I pray God that I may contract no taint from my intercourse with the world. As years roll away may I gather wisdom, and learn that it is not on this side of time that my home and my inheritance lie."

That effort after a pure and heavenly morality which Mr. Chalmers had so long and so unfalteringly sustained, was now on the eve of a change, which was not only to alter, but to reverse in their relative positions its starting-post and its goal. All the natural elements at work throughout this struggle were elements of signal power. A vigorous and enlightened intelligence-a conscience strong but very tender-most delicately susceptible, yet devoid of all narrowness and weakness-a will of almost inflexible determination, become now a yielding servant to the high sense of duty,— these all exerting themselves under the profound impression, that God's eye was ever on them as they toiled, and that everlasting interests hung suspended on the issue, present to us such a full and attractive exhibition of mere natural character as might have invited analysis, or fixed for a season the eye of our admiration. But all lesser interest connected with this period loses itself in the light and meaning thrown upon it by its close. As the year expired, and for his evening readings.

__Dataset excerpts__.

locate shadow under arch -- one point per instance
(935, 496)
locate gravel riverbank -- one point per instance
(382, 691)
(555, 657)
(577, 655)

__Given instruction__. Set down the complete passage on Mr. Chalmers word for word. The rows above were drawn from a separate source.

__Written response__.
I pray God that I may contract no taint from my intercourse with the world. As years roll away may I gather wisdom, and learn that it is not on this side of time that my home and my inheritance lie."

That effort after a pure and heavenly morality which Mr. Chalmers had so long and so unfalteringly sustained, was now on the eve of a change, which was not only to alter, but to reverse in their relative positions its starting-post and its goal. All the natural elements at work throughout this struggle were elements of signal power. A vigorous and enlightened intelligence-a conscience strong but very tender-most delicately susceptible, yet devoid of all narrowness and weakness-a will of almost inflexible determination, become now a yielding servant to the high sense of duty,— these all exerting themselves under the profound impression, that God's eye was ever on them as they toiled, and that everlasting interests hung suspended on the issue, present to us such a full and attractive exhibition of mere natural character as might have invited analysis, or fixed for a season the eye of our admiration. But all lesser interest connected with this period loses itself in the light and meaning thrown upon it by its close. As the year expired, and for his evening readings.